When we take a medical history, there is a modern tendency to concentrate on simply listing symptoms. This is evident in many EMR notes, since the number of items in a medical history or review of systems for many years has driven reimbursement.
This, and clinician compulsion to quickly get to the diagnosis in a time pressured visit, has kept us from letting the patient tell their story.
The order in which symptoms appeared is an important part of solving a diagnostic dilemma.
A simple example is the mysterious rash I read a case description of a while ago. Someone had an itch that turned into a severe rash on one leg and later developed a similar rash on the other leg. The timeline (if I remember correctly) revealed that a harmless itch was first treated with a cortisone cream to no avail and later treated with topical neosporin. This worsened the itch and caused a local allergic reaction. Rubbing one leg against the other during sleep exposed the other leg to neosporin, which the patient was by now allergic to. This case made it all the way to the medical journals. A simple question, like “tell me what happened, from beginning to end” would have solved this case very quickly.
When a patient is on multiple medications and has a new symptom that could be a side effect or interaction, the timelines of symptoms and treatments can sort things out. In my experience, patients aren’t usually able to recall which drug was started exactly when. Modern EMRs don’t display a graphic medication timeline the way our old paper charts used to. For this reason it takes more work than our patients would expect to correlate medication stops and starts with symptoms.
My 2011 post, A Deadly Interaction, illustrates how the stopping and starting of statin drugs can severely affect INRs in patients on warfarin, sometimes to the point of causing death. In the case I saw, the patient fared better, but it took the timeline to understand what had happened.

▶ Collected data

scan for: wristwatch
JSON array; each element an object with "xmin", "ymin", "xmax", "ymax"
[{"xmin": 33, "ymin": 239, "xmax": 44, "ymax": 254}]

▶ Tasks
1 - From the medical history piece, set down the passage from "The order in" to "case very quickly." word for word.
2 - Name every drug or medicated cream that the medical history piece mentions.

▶ Your responses
1 -
The order in which symptoms appeared is an important part of solving a diagnostic dilemma.
A simple example is the mysterious rash I read a case description of a while ago. Someone had an itch that turned into a severe rash on one leg and later developed a similar rash on the other leg. The timeline (if I remember correctly) revealed that a harmless itch was first treated with a cortisone cream to no avail and later treated with topical neosporin. This worsened the itch and caused a local allergic reaction. Rubbing one leg against the other during sleep exposed the other leg to neosporin, which the patient was by now allergic to. This case made it all the way to the medical journals. A simple question, like “tell me what happened, from beginning to end” would have solved this case very quickly.

2 -
- Cortisone cream
- Topical neosporin
- Statin drugs
- Warfarin